- **WORK REQUEST**:
According to the homily, where is Shunem located?
-------- TEXT BLOCK --------
13th Sunday of Ordinary Time
June 27, 1999
2 Kings 4: 8-16
Don Bosco Tech, Paterson, N.J.
If you've missed your humble bloggers homilies, you may observe from the preceding posts that he's been on the road. (And there's more to come from his "road trip.") Even now that he's somewhat settled in his new home in Maryland, he has no Sunday Mass assignments. Here's one from the archive for this past Sunday's (July 2) readings.
“Elisha asked, ‘Can something be done for her?’” (2 Kings 4: 14).
It seems that in the exercise of his prophetic ministry Elisha—the disciple and successor of Elijah—travelled around Israel. In case you’re wondering (I was), Shunem is in the territory of the tribe of Issachar, in what we now call southern Galilee. Don Bosco used to do a lot of travelling, either to raise money for the support of the many Salesian apostolic ministries or to win the Church’s approval of our Society. 2 Kings, however, doesn’t tell us why Elisha moved around.
-------- ENTRIES SUPPLIED --------
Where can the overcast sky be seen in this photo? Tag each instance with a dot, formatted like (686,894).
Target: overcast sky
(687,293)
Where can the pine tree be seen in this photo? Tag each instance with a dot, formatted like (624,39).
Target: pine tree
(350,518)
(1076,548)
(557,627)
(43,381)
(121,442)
--------
- **EXPECTED OUTPUT**:
In the territory of the tribe of Issachar, in what is now called southern Galilee.